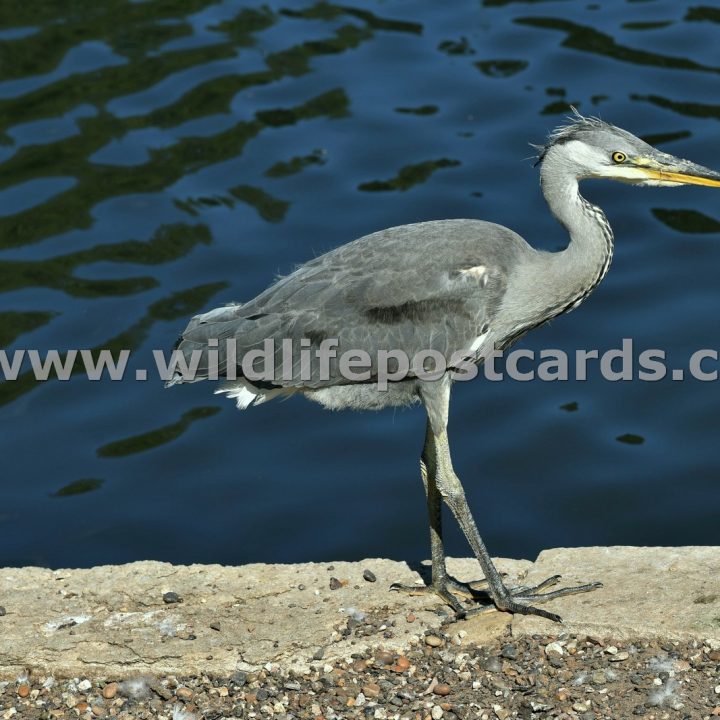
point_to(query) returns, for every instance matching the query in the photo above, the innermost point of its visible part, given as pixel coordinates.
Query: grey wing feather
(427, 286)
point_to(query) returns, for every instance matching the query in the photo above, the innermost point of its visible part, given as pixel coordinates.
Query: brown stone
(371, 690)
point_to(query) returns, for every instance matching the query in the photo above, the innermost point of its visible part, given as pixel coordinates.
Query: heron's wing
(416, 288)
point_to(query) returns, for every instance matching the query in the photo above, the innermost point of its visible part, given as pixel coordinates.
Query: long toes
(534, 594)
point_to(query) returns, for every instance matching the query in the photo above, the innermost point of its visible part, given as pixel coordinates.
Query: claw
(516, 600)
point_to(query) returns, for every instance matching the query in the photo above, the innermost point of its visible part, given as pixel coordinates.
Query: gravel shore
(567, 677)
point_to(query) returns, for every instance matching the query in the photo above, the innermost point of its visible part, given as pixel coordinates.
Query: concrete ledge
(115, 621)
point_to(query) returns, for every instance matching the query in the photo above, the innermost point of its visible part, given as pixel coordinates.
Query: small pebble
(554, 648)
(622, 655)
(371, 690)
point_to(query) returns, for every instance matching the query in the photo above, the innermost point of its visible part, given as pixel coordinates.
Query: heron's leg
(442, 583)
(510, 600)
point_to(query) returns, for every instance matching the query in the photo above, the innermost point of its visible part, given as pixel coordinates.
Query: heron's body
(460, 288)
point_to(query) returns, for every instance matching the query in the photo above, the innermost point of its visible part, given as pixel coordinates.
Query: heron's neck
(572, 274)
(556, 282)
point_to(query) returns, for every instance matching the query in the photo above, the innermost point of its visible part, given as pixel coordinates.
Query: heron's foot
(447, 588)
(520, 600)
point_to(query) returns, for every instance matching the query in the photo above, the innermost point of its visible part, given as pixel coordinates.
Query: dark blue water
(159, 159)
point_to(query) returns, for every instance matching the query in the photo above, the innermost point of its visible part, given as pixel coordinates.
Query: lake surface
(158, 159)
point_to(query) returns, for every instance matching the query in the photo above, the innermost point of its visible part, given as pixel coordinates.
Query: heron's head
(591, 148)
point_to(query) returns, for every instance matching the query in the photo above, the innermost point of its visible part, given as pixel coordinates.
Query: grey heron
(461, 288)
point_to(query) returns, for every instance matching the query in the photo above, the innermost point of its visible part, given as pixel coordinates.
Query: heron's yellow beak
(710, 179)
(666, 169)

○ ○ ○ ○ ○

> **Work to do**
Your copy should match the records word for word, with the pictures removed.

> **The completed task**
point_to(query) returns, for every instance matching the query in the photo above, the innermost point of its visible part, given as pixel coordinates.
Query: grey wing feather
(427, 286)
point_to(query) returns, for every instance matching the query in the photo above, the innermost point of its visible part, given as pixel coordinates.
Query: brown stone
(371, 690)
point_to(query) returns, for every instance matching the query in the photo above, the innermost point of its visible part, given as pixel coordinates.
Query: heron's wing
(416, 288)
point_to(query) returns, for every instance matching the query in the photo above, the innermost point of its visible part, given as pixel coordinates.
Query: long toes
(534, 594)
point_to(query) returns, for every instance matching the query in the photo above, the innermost point of its visible part, given as pixel coordinates.
Query: claw
(516, 600)
point_to(query) returns, for every instance matching the query in the photo above, the innermost point of its visible part, given as pixel coordinates.
Query: gravel shore
(567, 677)
point_to(query) returns, for every instance matching the query in the photo above, the innermost point of its visible part, given as pixel coordinates.
Query: concrete ledge
(115, 621)
point_to(query) returns, for every instance matching the query in the photo above, the innermost point of its visible part, given as pixel coordinates.
Query: small pebble
(554, 648)
(622, 655)
(371, 690)
point_to(query) returns, for every instance matching the query in the photo above, the innermost point of its visible part, given as pixel coordinates.
Query: heron's leg
(442, 583)
(510, 600)
point_to(query) returns, for every instance matching the query in the photo above, the innermost point of its visible part, given as pixel coordinates.
Query: heron's body
(460, 288)
point_to(query) returns, for every instance matching the query in the photo above, the innermost point of its visible part, given as pixel coordinates.
Query: heron's neck
(572, 274)
(556, 282)
point_to(query) returns, for every instance matching the query in the photo above, the innermost point of its visible part, given as pixel coordinates.
Query: heron's foot
(447, 588)
(520, 600)
point_to(query) returns, for every instance matching the query in the photo above, the innermost point of its visible part, given as pixel coordinates.
Query: dark blue water
(159, 159)
point_to(query) returns, for every instance matching the query in the photo above, the innermost point of its visible part, given as pixel coordinates.
Query: lake surface
(158, 159)
point_to(query) returns, for every instance matching the query in the photo above, the innermost point of its visible part, given as pixel coordinates.
Query: heron's head
(591, 148)
point_to(query) returns, for every instance matching the query in the photo above, the innermost point of its visible part, given as pixel coordinates.
Query: grey heron
(461, 288)
point_to(query) returns, for every instance matching the query in the photo above, the innermost point of its visible part, given as pixel coordinates.
Query: heron's yellow beak
(710, 179)
(666, 169)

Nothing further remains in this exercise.